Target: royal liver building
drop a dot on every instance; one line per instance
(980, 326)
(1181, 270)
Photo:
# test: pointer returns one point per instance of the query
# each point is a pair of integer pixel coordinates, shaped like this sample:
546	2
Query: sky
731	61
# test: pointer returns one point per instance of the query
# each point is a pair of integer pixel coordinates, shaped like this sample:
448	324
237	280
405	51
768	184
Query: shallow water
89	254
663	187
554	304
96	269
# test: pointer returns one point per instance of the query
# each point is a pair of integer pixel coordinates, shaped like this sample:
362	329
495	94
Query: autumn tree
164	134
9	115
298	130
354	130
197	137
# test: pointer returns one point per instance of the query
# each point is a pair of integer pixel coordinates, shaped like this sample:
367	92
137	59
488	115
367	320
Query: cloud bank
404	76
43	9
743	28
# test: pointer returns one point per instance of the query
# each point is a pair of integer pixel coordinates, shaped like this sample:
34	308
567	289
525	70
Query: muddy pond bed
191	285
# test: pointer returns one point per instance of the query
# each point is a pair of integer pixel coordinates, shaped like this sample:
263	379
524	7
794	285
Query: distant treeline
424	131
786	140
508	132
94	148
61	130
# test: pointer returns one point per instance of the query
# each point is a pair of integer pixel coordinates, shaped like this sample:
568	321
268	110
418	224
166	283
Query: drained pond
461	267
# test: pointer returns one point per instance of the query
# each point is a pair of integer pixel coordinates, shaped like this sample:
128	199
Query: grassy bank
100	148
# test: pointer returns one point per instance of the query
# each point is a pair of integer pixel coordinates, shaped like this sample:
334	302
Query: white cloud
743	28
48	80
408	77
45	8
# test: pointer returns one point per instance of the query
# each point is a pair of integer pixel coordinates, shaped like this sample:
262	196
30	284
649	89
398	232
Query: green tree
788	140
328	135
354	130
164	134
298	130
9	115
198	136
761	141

### Work item
Give back each line above precisely as it stands.

### Response to this exercise
Target: royal liver building
drop a dot on every instance; one line per instance
(980, 326)
(1181, 270)
Photo:
# test: pointer returns one point per instance of the query
# each point is a pair of integer pixel coordinates, shaped like this sample:
546	2
Query: sky
731	61
# test: pointer returns one point per instance of the query
# each point is a pair of integer pixel coordinates, shaped like this sample:
448	324
237	280
405	51
768	184
Query: shallow water
89	254
663	187
554	304
96	269
# test: pointer returns one point per instance of the query
# each point is a pair of integer pixel coordinates, shaped like this sample:
362	329
495	94
Query: autumn tree
164	134
9	115
298	130
354	130
197	137
# test: pointer returns one point per instance of the query
# each point is a pair of integer pixel coordinates, shaped like this sample:
367	92
137	59
488	115
367	320
Query: cloud bank
404	76
43	9
743	28
# test: pointer returns one point per instance of the query
# each point is a pair of integer pixel coordinates, shaped like this sample:
34	308
567	289
525	70
Query: muddy pond bed
191	285
# test: pointer returns one point per instance of the query
# each point is a pair of integer pixel coordinates, shaped like this sample:
263	379
524	7
794	285
Query: distant treeline
424	131
786	140
508	132
94	148
61	130
# test: pointer returns one point per instance of the query
# each point is a pair of integer pixel coordinates, shaped like this sample:
568	321
268	110
418	224
166	283
Query: drained pond
461	267
# test: pointer returns one point per instance of the query
# each point is a pair of integer pixel coordinates, shaped like this sample:
128	199
Query: grassy bank
100	148
# test: pointer returns one point per instance of the query
# each point is a pair of integer pixel coordinates, shaped like this sample:
334	302
Query: white cloud
743	28
48	80
408	77
45	8
# test: pointer returns one point per instance of the query
# each point is a pair of integer pixel coordinates, shaped like this sample:
262	196
30	284
649	89
398	232
Query: green tree
788	140
328	135
354	130
164	134
298	130
9	115
198	136
761	141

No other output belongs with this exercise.